Task item
If a line in the records contains the string "place", show that line.

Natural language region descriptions
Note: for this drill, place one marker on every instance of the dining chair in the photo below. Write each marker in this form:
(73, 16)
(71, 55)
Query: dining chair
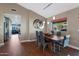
(44, 43)
(63, 43)
(38, 38)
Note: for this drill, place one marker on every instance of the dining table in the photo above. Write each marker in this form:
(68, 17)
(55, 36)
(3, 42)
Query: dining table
(53, 39)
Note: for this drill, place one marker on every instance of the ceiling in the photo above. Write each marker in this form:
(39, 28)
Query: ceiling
(49, 9)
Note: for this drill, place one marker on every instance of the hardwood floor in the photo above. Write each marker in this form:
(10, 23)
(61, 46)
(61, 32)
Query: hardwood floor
(14, 48)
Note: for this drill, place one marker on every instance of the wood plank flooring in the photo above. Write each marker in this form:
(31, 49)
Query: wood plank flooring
(14, 48)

Result for this task
Note: for this drill, place one marker on every instance of the dining chair in the photo below. Write each marker in this form:
Note: for this drill, place one marker on every instance of the dining table in the photo above. Write each marker in this form:
Note: for this drill, place one marker on every instance of the ceiling in the photo above. Write each marker in this form:
Note: for this drill, place one marker on every instance of the hardwood floor in the photo above. Write each marker in this form:
Note: for this drill, place one marker on every instance of the wood plank flooring in the photo above. Write each marker in this form:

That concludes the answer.